→ **Supplied records**:
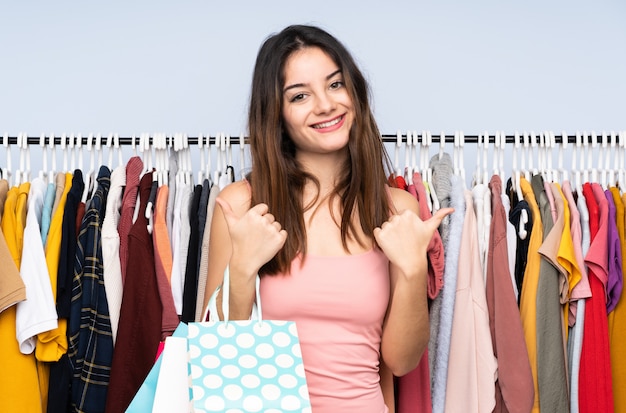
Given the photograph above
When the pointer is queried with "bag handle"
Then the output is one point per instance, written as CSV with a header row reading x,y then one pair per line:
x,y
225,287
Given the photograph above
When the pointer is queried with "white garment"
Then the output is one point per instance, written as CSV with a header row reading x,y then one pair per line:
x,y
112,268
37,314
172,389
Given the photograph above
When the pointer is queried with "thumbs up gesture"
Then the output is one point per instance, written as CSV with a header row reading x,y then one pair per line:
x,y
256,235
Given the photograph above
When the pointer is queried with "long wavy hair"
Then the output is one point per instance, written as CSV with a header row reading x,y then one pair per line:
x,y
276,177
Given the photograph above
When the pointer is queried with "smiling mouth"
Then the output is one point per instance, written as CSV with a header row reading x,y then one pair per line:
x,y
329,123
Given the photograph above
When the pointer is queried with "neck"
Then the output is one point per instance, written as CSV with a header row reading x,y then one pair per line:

→ **Problem to work on**: For every line of the data above that contains "When", copy that line.

→ **Answer to this exercise**:
When the pointer is queried with "bag handle"
When the pointer is queried with "white garment"
When the pointer is queried with "thumbs up gesture"
When the pointer is queried with "long wavy hair"
When the pointer is queried with "smiling mouth"
When the pointer is queried with "neck"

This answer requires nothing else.